• _TASKS AND EXERCISES_:
[1] Condense the paragraph of the harmoniseR() documentation that begins "Uses BeeBDC-formatted taxonomy data" into a short bulleted list that keeps its main facts.
[2] Write the next part of the harmoniseR() documentation, starting after its final argument description.

• _SOURCE EXCERPT_:
········

Harmonise taxonomy of occurrence data

Uses BeeBDC-formatted taxonomy data to harmonise occurrence records and flag those that do not match the taxonomy harmoniseR() prefers to use the names_clean columns that is generated by bdc::bdc_clean_names(). While this is not required, you may find better results by running that function on your dataset first. It is possible to download taxonomy file for other taxa using taxadbToBeeBDC() which can download taxonomies from ITIS, GBIF, and more. You could also match the format of the beesTaxonomy() file.

Usage

harmoniseR(
  data = NULL,
  path = NULL,
  taxonomy = BeeBDC::beesTaxonomy(),
  speciesColumn = "scientificName",
  rm_names_clean = TRUE,
  checkVerbatim = FALSE,
  stepSize = 1e+06,
  mc.cores = 1
)

Arguments

data: A data frame or tibble. Occurrence records as input.
path: A directory as character. The path to a folder that the output can be saved.
taxonomy: A data frame or tibble. The taxonomy file to use. Default = beesTaxonomy(); for other taxa see first taxadbToBeeBDC().
speciesColumn: Character. The name of the column containing species names. Default = "scientificName".
rm_names_clean: Logical. If TRUE then the names_clean column will be removed at the end of this function to help reduce confusion about this column later. Default = TRUE
checkVerbatim: Logical. If TRUE then the verbatimScientificName will be checked as well for species matches. This matching will ONLY be done after harmoniseR has failed for the other name columns. NOTE: this column is not first run through bdc::bdc_clean_names. Default = FALSE
stepSize: Numeric. The number of occurrences to process in each chunk. Default = 1000000.
mc.cores: Numeric. If > 1, the function will run in parallel using mclapply using the number of cores specified. If = 1 then it will be run using a serial loop. NOTE: Windows machines must use a value of 1 (see ?parallel::mclapply). Additionally, be aware that each thread can use large chunks of memory. Default = 1.

········

• _DATA EXCERPTS_:
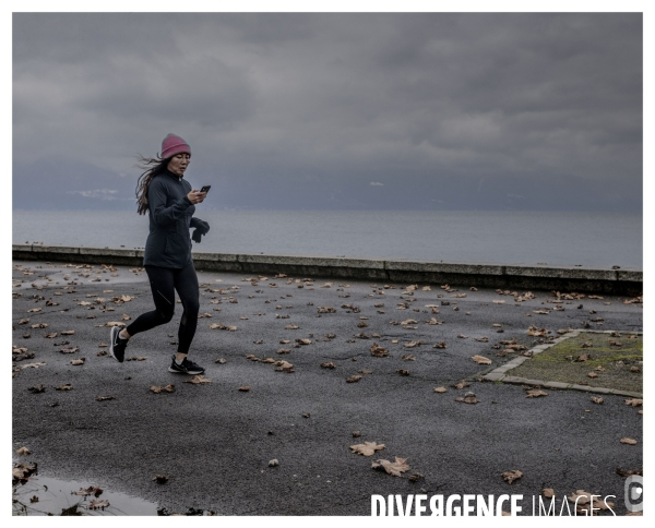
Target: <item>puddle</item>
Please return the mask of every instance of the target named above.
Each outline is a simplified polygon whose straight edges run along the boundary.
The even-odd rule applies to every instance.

········

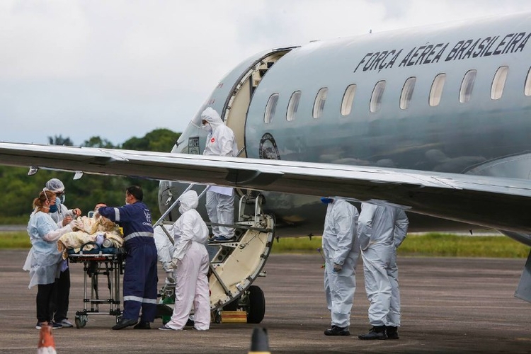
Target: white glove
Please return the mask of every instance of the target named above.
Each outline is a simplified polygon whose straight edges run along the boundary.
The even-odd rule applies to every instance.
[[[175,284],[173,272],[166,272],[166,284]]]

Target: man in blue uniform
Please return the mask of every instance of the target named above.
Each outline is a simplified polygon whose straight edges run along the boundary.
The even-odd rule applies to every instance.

········

• _RESPONSES TO THE EXERCISE_:
[1]
- Harmonizes occurrence records using BeeBDC-formatted taxonomy data and flags records that do not match the taxonomy.
- Prefers the names_clean column generated by bdc::bdc_clean_names(). Running that function on the dataset first is optional but may give better results.
- taxadbToBeeBDC() can download taxonomy files for other taxa from ITIS, GBIF, and other sources.
- Alternatively, a taxonomy can match the format of the beesTaxonomy() file.

[2]
Value

The occurrences are returned with update taxonomy columns, including: scientificName, species, family, subfamily, genus, subgenus, specificEpithet, infraspecificEpithet, and scientificNameAuthorship. A new column, .invalidName, is also added and is FALSE when the occurrence's name did not match the supplied taxonomy.

Examples

# load in the test dataset
system.file("extdata", "testTaxonomy.rda", package="BeeBDC") |> load()

# See also
?BeeBDC::taxadbToBeeBDC()

beesRaw_out <- BeeBDC::harmoniseR(
  #The path to a folder that the output can be saved
path = tempdir(),
# The formatted taxonomy file
taxonomy = testTaxonomy, 
data = BeeBDC::beesFlagged,
speciesColumn = "scientificName")
#>  - Formatting taxonomy for matching...
#> 
#>  - Harmonise the occurrence data with unambiguous names...
#> 
#>  - Attempting to harmonise the occurrence data with ambiguous names...
#>  - Formatting merged datasets...
#> Removing the names_clean column...
#>  - We matched valid names to 96 of 100 occurrence records. This leaves a total of 4 unmatched occurrence records.
#> 
#> harmoniseR:
#> 4
#> records were flagged.
#> The column, '.invalidName' was added to the database.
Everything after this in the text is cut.